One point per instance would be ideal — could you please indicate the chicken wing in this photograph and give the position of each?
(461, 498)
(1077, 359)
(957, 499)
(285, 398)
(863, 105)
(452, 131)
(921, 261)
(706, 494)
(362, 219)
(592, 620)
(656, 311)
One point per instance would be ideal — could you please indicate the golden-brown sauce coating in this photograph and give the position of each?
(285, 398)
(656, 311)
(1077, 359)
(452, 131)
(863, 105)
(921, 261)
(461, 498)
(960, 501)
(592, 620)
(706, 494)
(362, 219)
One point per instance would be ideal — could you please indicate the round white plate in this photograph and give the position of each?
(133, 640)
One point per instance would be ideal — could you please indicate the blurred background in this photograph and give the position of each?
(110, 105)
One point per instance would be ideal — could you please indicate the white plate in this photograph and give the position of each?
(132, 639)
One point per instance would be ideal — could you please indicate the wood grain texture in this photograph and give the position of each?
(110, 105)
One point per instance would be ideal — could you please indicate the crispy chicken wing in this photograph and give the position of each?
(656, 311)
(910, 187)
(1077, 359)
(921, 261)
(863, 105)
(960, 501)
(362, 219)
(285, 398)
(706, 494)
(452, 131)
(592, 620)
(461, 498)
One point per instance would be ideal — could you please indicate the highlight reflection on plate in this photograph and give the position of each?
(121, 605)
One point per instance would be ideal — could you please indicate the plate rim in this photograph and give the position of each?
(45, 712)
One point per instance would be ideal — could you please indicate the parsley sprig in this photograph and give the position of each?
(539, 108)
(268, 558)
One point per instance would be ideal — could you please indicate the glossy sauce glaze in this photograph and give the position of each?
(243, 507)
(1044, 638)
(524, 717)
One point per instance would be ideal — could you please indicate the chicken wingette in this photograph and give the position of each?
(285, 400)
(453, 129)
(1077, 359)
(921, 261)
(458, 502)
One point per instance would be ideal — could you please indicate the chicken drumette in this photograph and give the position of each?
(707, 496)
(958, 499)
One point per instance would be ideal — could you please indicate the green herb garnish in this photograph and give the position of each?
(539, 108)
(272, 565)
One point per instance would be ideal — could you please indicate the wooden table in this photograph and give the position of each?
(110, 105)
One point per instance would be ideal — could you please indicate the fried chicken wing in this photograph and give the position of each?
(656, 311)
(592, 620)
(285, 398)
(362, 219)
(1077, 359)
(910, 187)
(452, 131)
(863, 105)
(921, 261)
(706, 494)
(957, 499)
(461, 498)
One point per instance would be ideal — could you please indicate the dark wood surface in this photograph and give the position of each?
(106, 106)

· · · ·

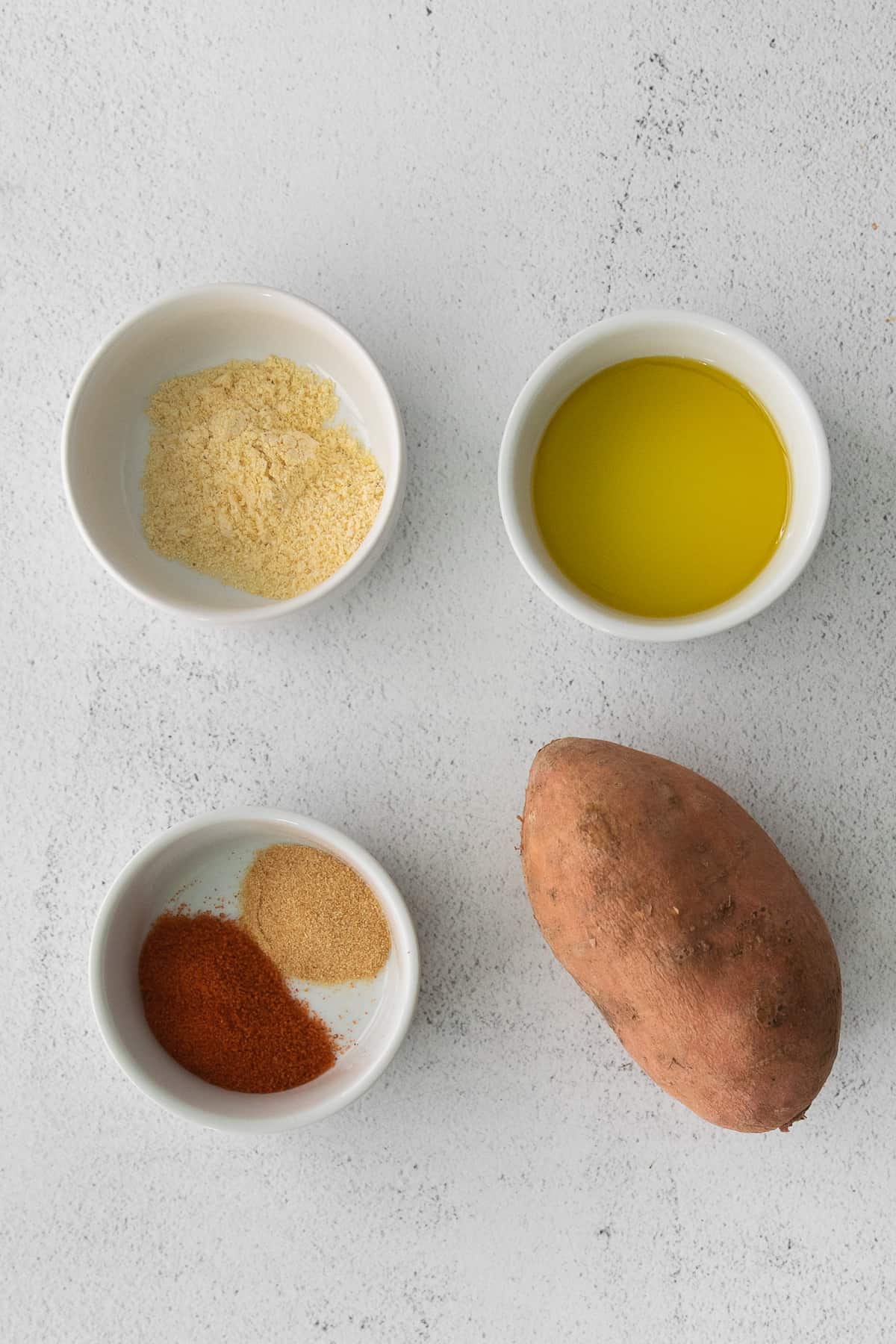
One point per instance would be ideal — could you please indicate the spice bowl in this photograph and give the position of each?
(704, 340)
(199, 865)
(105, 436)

· · · ·

→ **WHAT THE TASK ASKS**
From the records, copy out every line that contains the word "chicken".

→ **ANSWER TO THIS EXERCISE**
One point per instance would be ideal — could you please indicate the chicken wing in this photograph and give the position of each?
One point per instance would be ideal — could you please indicate the crispy chicken wing in this photograph and give the position of each?
One point per instance would be ideal — could you please indicate the chicken wingette in this photograph and give the position of each?
One point per instance would be ideal — could you please indicate the chicken drumette in this photograph and give the position of each?
One point per instance would be ideal — could you please indicate the fried chicken wing in this photograph and give the position of each?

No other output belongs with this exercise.